● **Given task A**: Copy the passage on Shelhamer's teachings word for word, between "Before the effective" and "learning. (Shelhamer, Abstract).", inclusive.
● **Given task B**: In the passage on Shelhamer's teachings, what purpose is given for modifying Lee's graph convolutional networks with Shelhamer's reinforcement learning teachings?

** START Supplied text **

Nevertheless, Shelhamer teaches:
… and the processor being configured to evaluate the structural changes in the system on the basis of the policy function (Shelhamer, Section 4.4 teaches tracking the changing policy distribution which so helps more than any potential inference among the RL and auxiliary losses); perform reinforcement learning by using a reward value as a cost generated when the structural change is applied to the system, the state value function, and the model, to optimize the structural change in the system (Shelhamer, Abstract, teaches Reinforcement learning optimizes policies for expected cumulative reward… To augment reward, we consider a range of self-supervised tasks that incorporate states, actions, and successors to provide auxiliary losses; Shelhamer, Section 1, Col. 1, teaches end-to-end reinforcement learning (RL) addresses representation learning at the same time as policy optimization.).
Before the effective filing date of the claimed invention, it would have been obvious to one of ordinary skill in the art to have modified the graph convolutional networks with motif-based attention, as taught by Lee, with the reinforcement learning teachings, as taught by Shelhamer in order to improve the data efficiency and policy returns of end-to-end reinforcement learning. (Shelhamer, Abstract).

** END Supplied text **
** START Data shown **

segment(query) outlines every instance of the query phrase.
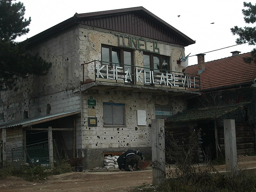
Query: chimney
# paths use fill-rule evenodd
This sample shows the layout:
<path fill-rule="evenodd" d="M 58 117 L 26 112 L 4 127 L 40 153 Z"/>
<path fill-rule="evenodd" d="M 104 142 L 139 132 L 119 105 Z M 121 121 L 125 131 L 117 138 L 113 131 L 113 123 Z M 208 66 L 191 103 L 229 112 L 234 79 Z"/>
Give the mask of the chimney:
<path fill-rule="evenodd" d="M 239 53 L 241 52 L 236 51 L 230 52 L 232 53 L 232 56 L 236 56 L 236 55 L 238 55 Z"/>
<path fill-rule="evenodd" d="M 197 56 L 197 64 L 198 64 L 198 70 L 202 70 L 205 68 L 204 67 L 204 55 L 205 54 L 200 53 L 196 55 Z"/>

** END Data shown **

● **Complete response A**:
Before the effective filing date of the claimed invention, it would have been obvious to one of ordinary skill in the art to have modified the graph convolutional networks with motif-based attention, as taught by Lee, with the reinforcement learning teachings, as taught by Shelhamer in order to improve the data efficiency and policy returns of end-to-end reinforcement learning. (Shelhamer, Abstract).

● **Complete response B**: To improve the data efficiency and policy returns of end-to-end reinforcement learning.